§ Records shown
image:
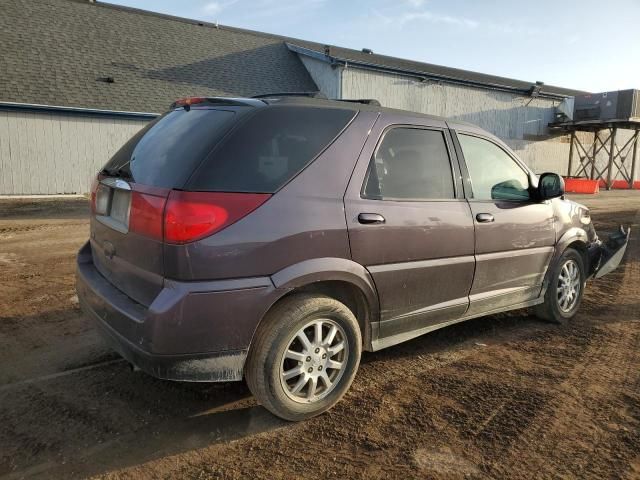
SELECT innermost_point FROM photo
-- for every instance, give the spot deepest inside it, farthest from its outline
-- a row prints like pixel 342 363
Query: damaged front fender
pixel 606 256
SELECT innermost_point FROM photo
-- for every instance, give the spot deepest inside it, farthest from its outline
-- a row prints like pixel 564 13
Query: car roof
pixel 365 105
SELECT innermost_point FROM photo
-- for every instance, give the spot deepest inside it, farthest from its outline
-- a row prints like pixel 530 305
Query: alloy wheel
pixel 314 361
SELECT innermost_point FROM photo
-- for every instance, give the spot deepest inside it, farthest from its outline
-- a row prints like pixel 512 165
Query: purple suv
pixel 276 238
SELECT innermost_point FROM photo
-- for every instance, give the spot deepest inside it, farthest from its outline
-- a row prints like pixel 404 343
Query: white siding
pixel 51 153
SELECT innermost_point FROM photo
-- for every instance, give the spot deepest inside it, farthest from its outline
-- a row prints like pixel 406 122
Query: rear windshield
pixel 166 151
pixel 269 149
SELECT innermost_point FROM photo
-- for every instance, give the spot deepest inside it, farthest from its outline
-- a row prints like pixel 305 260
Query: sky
pixel 586 45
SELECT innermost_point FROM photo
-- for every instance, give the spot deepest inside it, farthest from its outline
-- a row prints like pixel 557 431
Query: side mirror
pixel 550 185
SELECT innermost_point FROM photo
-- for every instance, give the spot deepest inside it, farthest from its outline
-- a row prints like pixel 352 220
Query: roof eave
pixel 334 60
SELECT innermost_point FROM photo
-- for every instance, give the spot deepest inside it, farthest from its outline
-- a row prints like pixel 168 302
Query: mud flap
pixel 611 252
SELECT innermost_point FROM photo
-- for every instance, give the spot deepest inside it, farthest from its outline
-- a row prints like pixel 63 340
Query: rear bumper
pixel 192 331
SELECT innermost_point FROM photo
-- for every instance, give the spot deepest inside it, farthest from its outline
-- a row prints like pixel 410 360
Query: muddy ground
pixel 498 397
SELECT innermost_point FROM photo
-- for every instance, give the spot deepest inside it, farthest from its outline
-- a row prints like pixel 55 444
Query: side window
pixel 494 174
pixel 410 164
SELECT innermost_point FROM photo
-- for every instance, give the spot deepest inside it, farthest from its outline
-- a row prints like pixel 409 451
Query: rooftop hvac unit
pixel 619 105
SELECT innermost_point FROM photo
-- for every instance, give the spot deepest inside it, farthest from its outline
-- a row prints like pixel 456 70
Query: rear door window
pixel 269 149
pixel 166 151
pixel 410 164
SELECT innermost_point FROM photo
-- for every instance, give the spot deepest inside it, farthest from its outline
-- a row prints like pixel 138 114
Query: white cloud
pixel 402 19
pixel 214 8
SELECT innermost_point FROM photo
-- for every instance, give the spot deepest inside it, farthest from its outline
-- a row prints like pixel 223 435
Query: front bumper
pixel 192 331
pixel 606 256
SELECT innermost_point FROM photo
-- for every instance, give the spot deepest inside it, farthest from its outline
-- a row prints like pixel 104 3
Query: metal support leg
pixel 634 159
pixel 570 168
pixel 596 135
pixel 611 157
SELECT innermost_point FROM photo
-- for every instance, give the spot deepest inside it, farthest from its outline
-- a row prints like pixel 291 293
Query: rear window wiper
pixel 116 172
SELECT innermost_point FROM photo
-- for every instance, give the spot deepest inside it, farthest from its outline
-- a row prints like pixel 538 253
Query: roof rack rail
pixel 365 101
pixel 292 94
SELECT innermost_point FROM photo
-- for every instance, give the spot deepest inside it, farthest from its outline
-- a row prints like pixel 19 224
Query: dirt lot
pixel 497 397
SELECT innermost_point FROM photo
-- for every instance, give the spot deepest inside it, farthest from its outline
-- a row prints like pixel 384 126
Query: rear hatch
pixel 193 172
pixel 130 193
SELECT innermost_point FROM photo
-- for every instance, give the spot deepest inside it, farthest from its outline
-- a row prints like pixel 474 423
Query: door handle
pixel 484 218
pixel 370 218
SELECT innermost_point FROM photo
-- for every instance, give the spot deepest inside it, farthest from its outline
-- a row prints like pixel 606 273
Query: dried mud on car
pixel 498 397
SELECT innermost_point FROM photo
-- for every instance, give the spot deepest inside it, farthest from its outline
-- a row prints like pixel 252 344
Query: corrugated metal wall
pixel 54 153
pixel 516 119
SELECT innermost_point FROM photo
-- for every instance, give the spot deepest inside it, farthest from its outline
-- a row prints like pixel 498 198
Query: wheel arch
pixel 342 279
pixel 575 238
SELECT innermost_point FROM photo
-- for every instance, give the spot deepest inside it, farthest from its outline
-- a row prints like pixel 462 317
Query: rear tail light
pixel 145 214
pixel 179 217
pixel 190 216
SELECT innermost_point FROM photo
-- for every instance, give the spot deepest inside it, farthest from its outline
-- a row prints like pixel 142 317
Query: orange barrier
pixel 619 184
pixel 581 185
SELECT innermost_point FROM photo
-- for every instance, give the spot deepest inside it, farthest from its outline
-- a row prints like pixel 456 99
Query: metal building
pixel 78 77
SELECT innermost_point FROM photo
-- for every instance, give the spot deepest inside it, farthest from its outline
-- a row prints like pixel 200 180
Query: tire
pixel 277 336
pixel 558 307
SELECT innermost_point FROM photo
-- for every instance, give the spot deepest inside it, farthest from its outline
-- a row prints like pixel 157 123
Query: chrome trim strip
pixel 438 262
pixel 116 183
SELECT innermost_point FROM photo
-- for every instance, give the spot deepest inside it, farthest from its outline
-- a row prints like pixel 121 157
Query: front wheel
pixel 304 356
pixel 566 287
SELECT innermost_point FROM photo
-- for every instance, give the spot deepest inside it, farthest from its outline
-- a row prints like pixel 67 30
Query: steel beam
pixel 573 139
pixel 611 156
pixel 634 159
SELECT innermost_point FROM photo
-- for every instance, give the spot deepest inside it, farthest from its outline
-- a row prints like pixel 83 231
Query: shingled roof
pixel 339 55
pixel 65 52
pixel 61 52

§ Exercise objective
Retype the records verbatim, excluding each image they hold.

§ Answer
image:
SELECT innermost_point FROM photo
-- for every instance, give the spot deepest inside it, farthest from its outline
-- a row prints like pixel 342 363
Query: damaged front fender
pixel 606 256
SELECT innermost_point FROM photo
-- for every instance, give the spot deepest inside it, farthest from its outline
-- a row prints like pixel 564 13
Query: car roof
pixel 365 105
SELECT innermost_point FROM photo
-- for every instance, give the spot deepest inside it, farthest from its outline
-- a row prints like pixel 530 305
Query: alloy wheel
pixel 314 361
SELECT innermost_point FROM photo
-- for every instance, give the spot deepest inside it, farthest from its outline
-- a row prints like pixel 512 165
Query: purple suv
pixel 276 238
SELECT innermost_point FROM photo
-- for every instance, give the spot deepest inside it, farthest from its outline
-- a row prints like pixel 404 343
Query: white siding
pixel 51 153
SELECT innermost_point FROM photo
-- for every instance, give the spot deepest inside it, farthest from its outline
-- a row prints like pixel 406 122
Query: rear windshield
pixel 166 151
pixel 269 149
SELECT innermost_point FROM photo
-- for every instance, give the spot deepest inside it, farthest from its outline
-- a row prints like pixel 305 260
Query: sky
pixel 586 45
SELECT innermost_point FROM photo
-- for every instance, give the spot deepest inside it, farthest from its outline
-- a row prints like pixel 557 431
Query: side mirror
pixel 550 185
SELECT innermost_point FROM photo
-- for every instance, give the spot deepest inside it, farthest from its outline
-- a row prints like pixel 352 220
Query: roof eave
pixel 334 60
SELECT innermost_point FROM photo
-- for every instance, give the spot deepest inside it, farthest from its outline
-- a row prints like pixel 168 302
Query: mud flap
pixel 611 252
SELECT innermost_point FROM photo
-- for every instance, give the spot deepest inside it, farthest from its outline
-- a row prints like pixel 63 340
Query: rear bumper
pixel 192 331
SELECT innermost_point FROM photo
-- for every instance, give the spot deepest inside it, farthest from its outline
-- a row prints like pixel 410 360
Query: muddy ground
pixel 498 397
SELECT innermost_point FROM photo
-- for every instance, give the spot deepest inside it, farthest from its outline
-- a row prints like pixel 55 444
Query: side window
pixel 494 174
pixel 410 164
SELECT innermost_point FROM photo
-- for every instance, give the spot deepest inside it, farthest from its outline
-- a row prints like pixel 409 451
Query: rooftop hvac unit
pixel 619 105
SELECT innermost_point FROM photo
-- for every instance, give the spot deepest inside it, farthest from its outline
-- a row prints like pixel 456 70
Query: rear door window
pixel 269 149
pixel 166 151
pixel 410 164
SELECT innermost_point FROM photo
-- for every instance, give the spot deepest inside it, farthest from its outline
-- a row prints like pixel 138 114
Query: white cloud
pixel 402 19
pixel 214 8
SELECT innermost_point FROM photo
-- for every instance, give the spot deepest inside it, farthest from its outline
-- a row prints like pixel 223 435
Query: front bumper
pixel 192 331
pixel 606 256
SELECT innermost_point FROM photo
-- for every instance, give the spot deepest inside it, farthest from its outline
-- a row prints like pixel 104 3
Query: metal support leg
pixel 634 159
pixel 570 168
pixel 596 135
pixel 611 157
SELECT innermost_point FROM photo
-- for every instance, give the spot deepest inside it, farthest from its outline
-- a row prints like pixel 291 293
Query: rear window wiper
pixel 116 172
SELECT innermost_point FROM photo
-- for every instance, give the spot deepest inside it, farthest from its outline
-- a row prints like pixel 538 253
Query: roof rack rail
pixel 365 101
pixel 292 94
SELECT innermost_point FROM photo
-- for every instance, give the spot deepest inside it, farthest from its outline
-- a row prints like pixel 19 224
Query: dirt lot
pixel 497 397
SELECT innermost_point FROM photo
-- for every instance, give the spot deepest inside it, farthest from its outline
-- a row prints like pixel 384 126
Query: rear hatch
pixel 193 172
pixel 130 193
SELECT innermost_point FROM photo
-- for every instance, give the spot deepest inside it, farthest from its outline
-- a row prints like pixel 474 423
Query: door handle
pixel 484 218
pixel 370 218
SELECT innermost_point FROM photo
-- for every instance, give the spot deepest inside it, farthest from its outline
-- a row prints like pixel 606 273
Query: dried mud on car
pixel 498 397
SELECT innermost_point FROM photo
-- for every instance, give the spot deepest inside it, farthest from its outline
-- a row prints like pixel 252 344
Query: corrugated metal wall
pixel 54 153
pixel 516 119
SELECT innermost_point FROM photo
-- for every instance, give the spot deepest inside it, farthest from its outline
-- a row prints like pixel 498 198
Query: wheel arch
pixel 342 279
pixel 575 238
SELECT innermost_point FROM photo
-- for every instance, give the spot deepest inside it, farthest from its outline
-- a row prints like pixel 462 317
Query: rear tail light
pixel 145 214
pixel 179 217
pixel 190 216
SELECT innermost_point FROM photo
-- for every instance, give the spot deepest inside it, farthest from its outline
-- a row prints like pixel 142 317
Query: orange barrier
pixel 619 184
pixel 581 185
SELECT innermost_point FROM photo
-- for every instance, give the spot deepest inside it, farthest from its outline
-- a row prints like pixel 456 99
Query: metal building
pixel 78 77
SELECT innermost_point FROM photo
-- for every instance, give the spot deepest inside it, farthest from its outline
-- a row prints like pixel 200 180
Query: tire
pixel 277 336
pixel 558 307
SELECT innermost_point FROM photo
-- for every instance, give the spot deepest inside it, farthest from its outline
-- a row prints like pixel 157 123
Query: chrome trim strip
pixel 438 262
pixel 116 183
SELECT innermost_point FROM photo
-- for every instance, give the spot deepest inside it, farthest from its outline
-- a row prints like pixel 121 157
Query: front wheel
pixel 304 356
pixel 566 287
SELECT innermost_point FROM photo
-- for every instance, give the spot deepest inside it, farthest from its outline
-- a row prints like pixel 67 30
Query: steel beam
pixel 573 139
pixel 611 156
pixel 634 159
SELECT innermost_point FROM photo
-- for every instance, give the spot deepest inside it, farthest from its outline
-- a row prints like pixel 83 231
Query: shingled roof
pixel 339 55
pixel 65 52
pixel 61 52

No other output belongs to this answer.